> _What to work on_
An exact copy of all the data, minus the images, is required.

Image-grounded pointing data

_ _ _ _ _ _ _

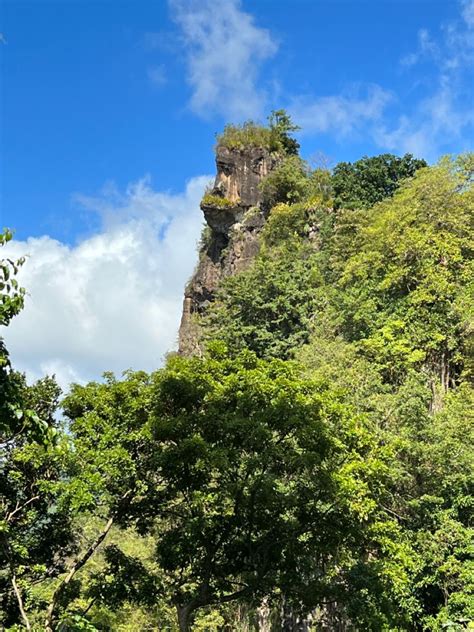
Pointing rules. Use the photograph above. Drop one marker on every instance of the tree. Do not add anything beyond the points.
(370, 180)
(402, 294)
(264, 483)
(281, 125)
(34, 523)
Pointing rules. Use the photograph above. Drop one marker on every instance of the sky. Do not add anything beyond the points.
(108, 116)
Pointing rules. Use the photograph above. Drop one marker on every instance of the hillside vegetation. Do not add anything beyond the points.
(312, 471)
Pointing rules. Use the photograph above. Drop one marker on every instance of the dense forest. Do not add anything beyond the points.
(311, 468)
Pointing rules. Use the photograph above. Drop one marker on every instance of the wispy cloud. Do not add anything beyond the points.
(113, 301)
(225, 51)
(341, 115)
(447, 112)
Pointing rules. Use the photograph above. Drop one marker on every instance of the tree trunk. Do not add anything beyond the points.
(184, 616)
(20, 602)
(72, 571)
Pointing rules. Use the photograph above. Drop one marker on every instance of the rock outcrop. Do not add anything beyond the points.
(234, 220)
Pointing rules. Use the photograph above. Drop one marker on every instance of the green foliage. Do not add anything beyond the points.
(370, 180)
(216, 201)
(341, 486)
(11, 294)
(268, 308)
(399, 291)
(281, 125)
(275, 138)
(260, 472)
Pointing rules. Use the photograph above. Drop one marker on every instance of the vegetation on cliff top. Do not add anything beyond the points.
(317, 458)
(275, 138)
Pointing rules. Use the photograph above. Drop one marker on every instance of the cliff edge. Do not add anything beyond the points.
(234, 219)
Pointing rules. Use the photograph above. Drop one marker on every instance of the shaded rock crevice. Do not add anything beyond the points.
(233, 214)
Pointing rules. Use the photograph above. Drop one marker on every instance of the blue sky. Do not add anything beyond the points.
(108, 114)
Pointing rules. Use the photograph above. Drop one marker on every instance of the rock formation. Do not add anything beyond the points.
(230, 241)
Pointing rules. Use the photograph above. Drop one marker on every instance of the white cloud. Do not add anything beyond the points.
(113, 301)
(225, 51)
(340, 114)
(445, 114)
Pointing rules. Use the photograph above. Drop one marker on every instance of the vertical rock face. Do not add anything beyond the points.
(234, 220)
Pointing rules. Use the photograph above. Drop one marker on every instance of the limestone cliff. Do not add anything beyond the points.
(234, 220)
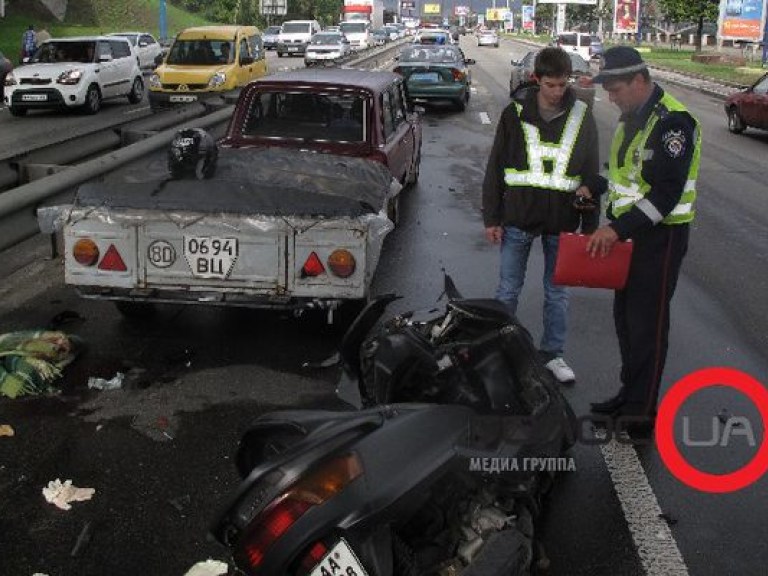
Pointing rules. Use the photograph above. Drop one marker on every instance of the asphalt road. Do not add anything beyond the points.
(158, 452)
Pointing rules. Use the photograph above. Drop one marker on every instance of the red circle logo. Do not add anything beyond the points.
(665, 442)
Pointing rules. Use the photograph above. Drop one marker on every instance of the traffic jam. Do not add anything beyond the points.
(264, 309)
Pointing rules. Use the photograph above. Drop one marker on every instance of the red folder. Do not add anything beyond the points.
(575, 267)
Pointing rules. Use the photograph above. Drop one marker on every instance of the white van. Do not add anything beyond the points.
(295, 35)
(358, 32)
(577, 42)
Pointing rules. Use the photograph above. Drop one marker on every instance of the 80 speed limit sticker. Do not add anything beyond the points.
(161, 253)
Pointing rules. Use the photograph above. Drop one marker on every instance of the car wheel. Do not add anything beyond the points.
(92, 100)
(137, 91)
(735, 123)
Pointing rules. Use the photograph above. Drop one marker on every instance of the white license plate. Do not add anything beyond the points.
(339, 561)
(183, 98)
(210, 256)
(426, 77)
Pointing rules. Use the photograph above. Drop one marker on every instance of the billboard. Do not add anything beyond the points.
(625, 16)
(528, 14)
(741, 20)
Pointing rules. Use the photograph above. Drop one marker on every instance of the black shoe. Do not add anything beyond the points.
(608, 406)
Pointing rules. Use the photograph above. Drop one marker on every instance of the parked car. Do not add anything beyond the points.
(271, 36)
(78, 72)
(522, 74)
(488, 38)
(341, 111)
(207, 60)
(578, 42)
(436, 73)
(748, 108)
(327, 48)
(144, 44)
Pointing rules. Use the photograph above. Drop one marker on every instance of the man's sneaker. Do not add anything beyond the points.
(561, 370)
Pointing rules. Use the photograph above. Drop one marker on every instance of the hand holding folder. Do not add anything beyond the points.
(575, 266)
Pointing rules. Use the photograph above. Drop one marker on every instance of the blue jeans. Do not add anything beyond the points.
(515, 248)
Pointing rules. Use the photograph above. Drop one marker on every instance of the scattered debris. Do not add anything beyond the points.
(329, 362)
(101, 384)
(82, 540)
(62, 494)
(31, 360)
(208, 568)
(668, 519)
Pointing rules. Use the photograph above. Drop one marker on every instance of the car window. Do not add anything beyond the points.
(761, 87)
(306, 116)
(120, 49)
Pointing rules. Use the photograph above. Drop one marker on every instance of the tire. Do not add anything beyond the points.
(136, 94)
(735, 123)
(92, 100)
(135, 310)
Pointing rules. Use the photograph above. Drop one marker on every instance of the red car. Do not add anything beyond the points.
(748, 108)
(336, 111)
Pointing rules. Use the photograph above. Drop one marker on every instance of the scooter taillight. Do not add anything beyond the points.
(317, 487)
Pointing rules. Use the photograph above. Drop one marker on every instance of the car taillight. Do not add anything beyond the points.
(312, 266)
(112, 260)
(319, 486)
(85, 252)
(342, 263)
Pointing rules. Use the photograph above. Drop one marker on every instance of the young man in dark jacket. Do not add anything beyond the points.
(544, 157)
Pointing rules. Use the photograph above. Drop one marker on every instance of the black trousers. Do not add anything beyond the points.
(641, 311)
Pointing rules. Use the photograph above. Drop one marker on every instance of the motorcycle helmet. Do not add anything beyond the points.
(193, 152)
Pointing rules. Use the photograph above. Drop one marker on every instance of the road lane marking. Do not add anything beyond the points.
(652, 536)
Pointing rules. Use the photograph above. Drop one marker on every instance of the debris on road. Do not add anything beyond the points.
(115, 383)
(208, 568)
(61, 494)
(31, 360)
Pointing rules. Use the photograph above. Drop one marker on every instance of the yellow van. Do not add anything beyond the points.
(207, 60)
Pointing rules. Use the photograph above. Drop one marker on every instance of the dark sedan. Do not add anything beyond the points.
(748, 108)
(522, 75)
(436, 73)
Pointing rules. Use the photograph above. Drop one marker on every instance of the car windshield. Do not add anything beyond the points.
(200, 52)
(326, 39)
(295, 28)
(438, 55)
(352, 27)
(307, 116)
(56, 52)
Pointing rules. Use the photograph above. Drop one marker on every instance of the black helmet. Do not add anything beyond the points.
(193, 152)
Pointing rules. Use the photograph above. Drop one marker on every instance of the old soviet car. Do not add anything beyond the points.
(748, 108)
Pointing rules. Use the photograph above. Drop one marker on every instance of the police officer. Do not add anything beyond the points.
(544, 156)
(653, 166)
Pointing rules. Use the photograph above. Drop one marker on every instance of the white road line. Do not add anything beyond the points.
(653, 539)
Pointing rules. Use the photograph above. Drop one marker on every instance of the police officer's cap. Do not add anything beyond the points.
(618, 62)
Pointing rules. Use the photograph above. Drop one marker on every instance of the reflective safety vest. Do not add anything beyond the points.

_ _ _ _ _ _ _

> _Task answer_
Pointing rules. Use the photograph above. Drop one marker on every instance of the tree. Do not add anything beyond the points.
(370, 180)
(402, 294)
(264, 483)
(281, 125)
(34, 523)
Pointing rules. Use the photograph above. Drop one marker on every instance of the sky. Do not add anything beyond the points.
(108, 116)
Pointing rules. Use the photograph above. Drop one marker on every instance of the hillside vegetation. Do not add anything beyond the points.
(312, 471)
Pointing rules. Use the photograph above. Drop one marker on every instance of the dense forest. Do not add anything beyond the points.
(311, 468)
Pointing rules. Use the photograph above. Drop one marker on every instance of the wispy cloud. Do not add anything beyond the points.
(113, 301)
(225, 51)
(341, 115)
(447, 112)
Pointing rules. Use the photograph above. Drop one marker on every instance of the tree trunk. Do not add anything beyond the points.
(184, 616)
(20, 602)
(72, 571)
Pointing rules. Use the photograph above. Drop one marker on every instance of the rock outcrop. Do not add anything beyond the points.
(234, 220)
Pointing rules. Use the photograph above. Drop one marker on every instance of the green foliage. Do not add anything beyond the points.
(370, 180)
(216, 201)
(341, 486)
(11, 294)
(268, 308)
(399, 291)
(281, 125)
(275, 138)
(260, 472)
Pointing rules. Use the photograph above. Drop one marker on every instance of the vegetation on cliff top. Do not add anything beyond the points.
(317, 458)
(275, 138)
Pointing rules. Use the photograph above. Drop one marker on every instance of the cliff edge. Do not add anything beyond the points.
(234, 219)
Pointing rules. Use the photograph above. Drop one marker on every instance of the shaded rock crevice. Do not add anything beyond the points.
(233, 214)
Pointing rules. Use the photograph above. Drop one marker on every instance of the blue sky. Do not add anything beyond the points.
(108, 114)
Pointing rules. Use the photograph above. Drop one marker on every instance of the rock formation. Do not add anything beyond the points.
(230, 241)
Pointing rules. Use the photograph above. Drop one marker on every instance of the white cloud. Do not add anything beyond the points.
(113, 301)
(225, 51)
(340, 114)
(445, 114)
Pointing rules. Use the photograph above. Drop one marker on every instance of the vertical rock face. Do not add anything beyond the points.
(234, 220)
Pointing rules. Use the photograph above. Drop one marker on every instance of the limestone cliff. Do not add anything beyond the points.
(234, 220)
Pointing rules. Use the photograph above. Drop one marker on every instance of the asphalt road. Do not add anything beyond the points.
(158, 452)
Pointing rules. Use the photograph above. Drop one marker on every instance of the red circle logo. Do not add anything beyond the points.
(665, 442)
Pointing rules. Use the photograph above. Drop one marker on every instance of the traffic jam. Do not add anything beyond the points.
(264, 309)
Pointing rules. Use the photograph above. Drop one marker on every instance of the red folder. Do not add anything beyond the points.
(575, 267)
Pointing rules. Use the photograph above. Drop one marker on every instance of the white van. Do not add anything beyond the points.
(295, 35)
(358, 32)
(577, 42)
Pointing rules. Use the photograph above. Drop one marker on every instance of the 80 speed limit sticker. Do not add anything beyond the points.
(161, 253)
Pointing rules. Use the photograph above. Drop one marker on every instance of the car wheel. Do not add anything beyond the points.
(92, 100)
(137, 91)
(735, 123)
Pointing rules. Use the photograph above. Drop one marker on every instance of the white license plate. Do not add anything beyond the points.
(339, 561)
(183, 98)
(210, 256)
(426, 77)
Pointing rules. Use the photograph above. Drop one marker on every instance of the billboard. Do not add anything beyond the points.
(625, 16)
(528, 14)
(741, 20)
Pointing rules. Use the photograph above. Drop one marker on every instance of the black shoe. Do not add anything beyond the points.
(608, 406)
Pointing rules. Use the photograph above. Drop one marker on every instance of the parked car. Do not add anything beyond the points.
(271, 36)
(78, 72)
(522, 74)
(488, 38)
(341, 111)
(207, 60)
(578, 42)
(436, 73)
(748, 108)
(327, 48)
(144, 44)
Pointing rules. Use the photograph above. Drop one marker on every instance of the man's sneaker. Do not add anything beyond the points.
(561, 370)
Pointing rules. Use the photograph above. Drop one marker on every instance of the hand holding folder. Do not add anything beyond the points.
(575, 266)
Pointing rules. Use the photograph above. Drop one marker on every instance of the blue jeans. Do not add anything beyond the points.
(515, 248)
Pointing rules. Use the photograph above. Drop one marker on every instance of the scattered debris. Do not add anything beyond the points.
(329, 362)
(101, 384)
(82, 540)
(62, 494)
(31, 360)
(208, 568)
(668, 519)
Pointing rules. Use the photograph above. Drop one marker on every instance of the car window. Do not add anything beyond the points.
(761, 87)
(306, 116)
(120, 49)
Pointing rules. Use the photograph above. Drop one marker on every instance of the tire. Do not add anything beyond the points.
(136, 94)
(735, 123)
(92, 100)
(135, 310)
Pointing rules. Use the photograph above. Drop one marker on every instance of the red car. Do not add anything beyond the points.
(748, 108)
(336, 111)
Pointing rules. Use the photograph above. Drop one marker on every instance of the scooter taillight. Do not add anything beyond the points.
(317, 487)
Pointing rules. Use the photograph above. Drop one marker on every instance of the car taillight. Do not add anything beyond the points.
(312, 266)
(112, 260)
(319, 486)
(85, 252)
(342, 263)
Pointing rules. Use the photograph above. Drop one marker on every instance of the young man in dark jacket. Do not add anything beyond the points.
(544, 157)
Pointing rules. Use the photograph above. Drop one marker on every instance of the black trousers. Do not add anything beyond the points.
(641, 311)
Pointing rules. Use the photograph above. Drop one marker on every instance of the motorcycle helmet. Do not add anything beyond the points.
(193, 152)
Pointing rules. Use the photograph above. Drop one marker on every instance of the road lane marking. Do not add anything beyond the points.
(652, 536)
Pointing rules. Use the photograph above. Drop one marker on every instance of the debris on road. Do not add anything beyond the points.
(115, 383)
(208, 568)
(61, 494)
(31, 360)
Pointing rules. Use the photograph above. Drop one marker on every instance of the yellow van. Do not add anything beyond the points.
(207, 60)
Pointing rules. Use the photograph above. Drop one marker on every instance of the dark sedan. Do not add anything beyond the points.
(748, 108)
(522, 75)
(436, 73)
Pointing rules. Use the photograph above. Drop one marker on every instance of the car windshield. Do not add anything beyond the points.
(200, 52)
(326, 39)
(295, 28)
(438, 55)
(352, 27)
(307, 116)
(56, 52)
Pointing rules. Use the photograph above. Drop one marker on every instance of the black helmet. Do not add anything beyond the points.
(193, 152)
Pointing rules. Use the photograph above. Drop one marker on every instance of the old soviet car. Do not add anything beyond the points.
(748, 108)
Pointing rules. Use the photograph above. Drop one marker on every instance of the police officer. Do not add anything beyond the points.
(544, 156)
(653, 166)
Pointing rules. Use the photograph above. Drop one marker on every instance of the white road line. Do not add anything beyond the points.
(653, 539)
Pointing rules. Use the photograph above. Drop one marker on every instance of the police officer's cap. Do not add anything beyond the points.
(618, 62)
Pointing rules. Use the photograph above. Drop one marker on every instance of the reflective safety vest. Do not add anything beyond the points.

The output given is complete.